Object pointing dataset rows =>
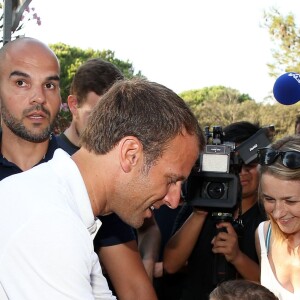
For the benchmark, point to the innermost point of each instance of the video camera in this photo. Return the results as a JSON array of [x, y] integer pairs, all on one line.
[[214, 182]]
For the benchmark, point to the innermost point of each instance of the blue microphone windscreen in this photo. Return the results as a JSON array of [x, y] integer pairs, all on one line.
[[286, 88]]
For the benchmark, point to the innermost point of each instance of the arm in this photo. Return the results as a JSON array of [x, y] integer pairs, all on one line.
[[56, 262], [227, 243], [125, 268], [149, 238], [182, 243]]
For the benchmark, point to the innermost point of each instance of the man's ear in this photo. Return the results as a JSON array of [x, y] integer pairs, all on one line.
[[131, 151], [73, 104]]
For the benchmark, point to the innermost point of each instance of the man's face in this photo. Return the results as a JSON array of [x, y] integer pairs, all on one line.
[[83, 111], [29, 93], [144, 190], [249, 180]]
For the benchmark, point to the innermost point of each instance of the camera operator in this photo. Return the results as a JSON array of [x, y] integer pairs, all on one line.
[[198, 238]]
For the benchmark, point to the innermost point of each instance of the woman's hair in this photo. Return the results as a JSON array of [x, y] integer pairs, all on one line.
[[241, 289], [278, 170]]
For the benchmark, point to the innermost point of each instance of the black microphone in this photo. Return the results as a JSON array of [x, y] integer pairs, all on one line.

YOUR INSTRUCTIONS => All the records need to be repeated exactly, with the images dropped.

WORKED ANSWER =>
For the benchmark, point to the innermost point of each instance of the video camera in this photo. Return the results as a JSON array of [x, y] integer pairs, all on one line.
[[214, 182]]
For the benchmark, point to the innermost point of each instance of the blue microphone windscreen in this photo. Return the results as a JSON array of [x, y] integer pairs, all on one line.
[[286, 88]]
For the benchmark, point to the innermost point of each instance of the arm in this photo. Return the results as a JSON array of [x, y] integer pairs, all on one line.
[[56, 262], [227, 243], [125, 268], [149, 238], [182, 243]]
For the benchmark, point to the innermost point of each instance of the man's ear in this photo. Return the results as a JSON array of [x, y] integer pairs, all on one line.
[[131, 151], [73, 104]]
For the benchmark, point to the innermost point of each instance of the man's face in this photo. Return the results as a JSON array of [x, y] integer pairs, all on one line.
[[83, 111], [29, 93], [144, 190], [249, 180]]
For the benchmark, point to the innermost point of each instance of the camera operator in this photo. Return the results as a JSON array of [x, y] integer pairs, all on one line.
[[198, 238]]
For the benchmark, point to the innermost point of each instance of the woman's hair in this photo. Return the results as a JSON array of [x, y] integer pairs, all on one line.
[[241, 289], [278, 170]]
For the benchmark, point to the innermost point of each instance of the black microphone in this photo. Return the results as a JSON array of [x, y] integer pairs, all on one line.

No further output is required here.